# Texte fourni
- - - - - - -
Pétition
Les oubliés de la République française
Le 8 mai, comme à l’accoutumée, la France célébrera le 64e anniversaire de la fin de la barbarie nazie qui a marqué le retour d’une paix durable en Europe. Mais qui se souvient que cette liberté a été aussi chèrement payée par les combattants « indigènes » goumiers, zouaves, tabors, tirailleurs, spahis engagés, voire pour certains enrôlés de force, dans l’armée française ? Oubliés de la Nation lorsque celle-ci rend hommage aux femmes et aux hommes qui ont risqué leur vie pour que triomphe la liberté, oubliés de la République lorsqu’il faut reconnaître et assumer le prix du sang.
La France ne peut décemment se cacher derrière l’ignorance pour voiler les oublis de son histoire. Il est enfin temps de regarder notre passé en face : le pays de la déclaration des droits de l’homme a plus que tout autre le devoir d’équité et de justice. Car c’est de justice qu’il s’agit. Depuis cinquante ans les anciens combattants « indigènes » sont soumis à un régime discriminatoire quant à leurs pensions : quand un ancien combattant français perçoit environ 600 €, un ancien combattant sénégalais touche 159 €. Le sang versé pour la patrie d’alors vaudrait-il plus cher selon que l’on est aujourd’hui français, marocain ou sénégalais ?
- - - - - - -
# Jeu d'enregistrements
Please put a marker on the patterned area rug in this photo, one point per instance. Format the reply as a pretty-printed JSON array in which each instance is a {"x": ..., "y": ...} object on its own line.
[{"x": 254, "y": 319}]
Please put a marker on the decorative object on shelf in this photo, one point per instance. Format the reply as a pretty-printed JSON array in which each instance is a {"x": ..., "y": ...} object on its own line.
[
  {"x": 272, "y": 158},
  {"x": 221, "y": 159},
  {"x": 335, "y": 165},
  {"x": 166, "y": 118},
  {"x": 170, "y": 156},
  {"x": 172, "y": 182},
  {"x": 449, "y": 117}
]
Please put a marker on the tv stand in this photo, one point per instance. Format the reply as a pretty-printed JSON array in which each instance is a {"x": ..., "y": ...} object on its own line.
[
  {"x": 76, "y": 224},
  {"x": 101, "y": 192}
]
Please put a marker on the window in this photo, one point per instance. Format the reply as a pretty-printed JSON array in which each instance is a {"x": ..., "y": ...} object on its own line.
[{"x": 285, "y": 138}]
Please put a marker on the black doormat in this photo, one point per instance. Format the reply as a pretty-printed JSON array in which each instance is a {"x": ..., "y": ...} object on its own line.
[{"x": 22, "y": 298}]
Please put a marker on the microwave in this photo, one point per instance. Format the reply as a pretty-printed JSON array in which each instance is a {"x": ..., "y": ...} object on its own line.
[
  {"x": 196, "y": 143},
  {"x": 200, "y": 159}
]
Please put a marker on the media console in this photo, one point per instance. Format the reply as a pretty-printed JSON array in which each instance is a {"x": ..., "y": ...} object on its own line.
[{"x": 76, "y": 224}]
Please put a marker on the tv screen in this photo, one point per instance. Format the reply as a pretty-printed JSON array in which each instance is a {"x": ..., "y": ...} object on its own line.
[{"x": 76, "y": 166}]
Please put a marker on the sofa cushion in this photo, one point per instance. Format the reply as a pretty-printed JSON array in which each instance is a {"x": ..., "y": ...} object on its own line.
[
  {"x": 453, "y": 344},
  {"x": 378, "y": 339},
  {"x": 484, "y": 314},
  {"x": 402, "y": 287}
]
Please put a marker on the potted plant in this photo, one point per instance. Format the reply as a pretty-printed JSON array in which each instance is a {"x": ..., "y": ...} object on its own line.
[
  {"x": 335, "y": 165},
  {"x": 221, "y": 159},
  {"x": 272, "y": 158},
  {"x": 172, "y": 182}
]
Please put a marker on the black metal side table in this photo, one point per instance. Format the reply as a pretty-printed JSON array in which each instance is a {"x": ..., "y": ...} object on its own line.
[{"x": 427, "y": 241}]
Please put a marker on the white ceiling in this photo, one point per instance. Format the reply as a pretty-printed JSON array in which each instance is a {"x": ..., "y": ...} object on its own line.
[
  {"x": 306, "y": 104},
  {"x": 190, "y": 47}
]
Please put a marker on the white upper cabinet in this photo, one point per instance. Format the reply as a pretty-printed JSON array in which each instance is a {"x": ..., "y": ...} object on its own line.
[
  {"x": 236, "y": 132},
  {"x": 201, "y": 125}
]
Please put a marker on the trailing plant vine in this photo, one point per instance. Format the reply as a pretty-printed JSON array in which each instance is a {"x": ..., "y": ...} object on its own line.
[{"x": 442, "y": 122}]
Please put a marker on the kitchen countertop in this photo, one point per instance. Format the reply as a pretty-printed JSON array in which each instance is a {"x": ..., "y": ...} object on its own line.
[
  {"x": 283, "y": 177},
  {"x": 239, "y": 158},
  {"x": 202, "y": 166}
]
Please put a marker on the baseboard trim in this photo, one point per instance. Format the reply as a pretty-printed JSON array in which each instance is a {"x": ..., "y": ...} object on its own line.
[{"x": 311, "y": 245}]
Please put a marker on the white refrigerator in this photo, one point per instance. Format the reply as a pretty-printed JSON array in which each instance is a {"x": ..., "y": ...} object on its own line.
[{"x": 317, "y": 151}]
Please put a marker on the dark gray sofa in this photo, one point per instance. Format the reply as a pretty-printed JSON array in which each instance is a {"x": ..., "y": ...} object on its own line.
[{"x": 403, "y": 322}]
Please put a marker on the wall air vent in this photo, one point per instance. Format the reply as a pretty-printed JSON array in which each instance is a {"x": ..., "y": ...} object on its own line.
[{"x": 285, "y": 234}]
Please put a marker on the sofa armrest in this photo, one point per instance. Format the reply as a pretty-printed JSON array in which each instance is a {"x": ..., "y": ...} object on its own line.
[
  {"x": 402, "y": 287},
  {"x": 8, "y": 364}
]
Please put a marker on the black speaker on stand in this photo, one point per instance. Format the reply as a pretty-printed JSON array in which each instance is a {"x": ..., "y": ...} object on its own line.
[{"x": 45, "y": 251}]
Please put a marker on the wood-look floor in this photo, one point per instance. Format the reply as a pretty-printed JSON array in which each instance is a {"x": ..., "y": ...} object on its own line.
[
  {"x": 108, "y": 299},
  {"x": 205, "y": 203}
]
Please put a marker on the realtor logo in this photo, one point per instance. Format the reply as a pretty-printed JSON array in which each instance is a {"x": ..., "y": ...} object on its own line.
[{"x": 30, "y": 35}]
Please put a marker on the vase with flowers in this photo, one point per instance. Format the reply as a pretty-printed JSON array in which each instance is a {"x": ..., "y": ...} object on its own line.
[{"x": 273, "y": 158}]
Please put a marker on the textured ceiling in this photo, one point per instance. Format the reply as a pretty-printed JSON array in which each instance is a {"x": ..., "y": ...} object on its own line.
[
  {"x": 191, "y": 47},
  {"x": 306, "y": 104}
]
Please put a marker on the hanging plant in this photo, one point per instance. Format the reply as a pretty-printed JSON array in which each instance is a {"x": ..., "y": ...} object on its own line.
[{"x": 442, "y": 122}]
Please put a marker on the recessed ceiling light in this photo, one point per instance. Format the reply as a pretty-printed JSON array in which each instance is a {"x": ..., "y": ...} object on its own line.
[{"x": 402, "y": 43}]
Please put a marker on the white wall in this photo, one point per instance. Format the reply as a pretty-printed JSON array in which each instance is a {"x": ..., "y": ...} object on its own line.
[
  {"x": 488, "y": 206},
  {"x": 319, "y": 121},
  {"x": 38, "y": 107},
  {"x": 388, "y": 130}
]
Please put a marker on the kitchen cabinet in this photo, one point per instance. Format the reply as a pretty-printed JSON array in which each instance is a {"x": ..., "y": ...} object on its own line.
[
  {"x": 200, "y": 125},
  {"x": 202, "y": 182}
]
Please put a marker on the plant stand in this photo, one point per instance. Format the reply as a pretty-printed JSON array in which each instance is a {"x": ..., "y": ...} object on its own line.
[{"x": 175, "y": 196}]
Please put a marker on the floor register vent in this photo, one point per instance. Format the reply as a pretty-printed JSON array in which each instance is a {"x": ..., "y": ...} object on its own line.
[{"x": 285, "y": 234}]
- - - - - - -
# Consigne
Relevez toutes les catégories de combattants « indigènes » que nomme la pétition sur les oubliés de la République. Le listing n'a aucun rapport avec la pétition.

# Réponse complète
Goumiers, zouaves, tabors, tirailleurs, spahis.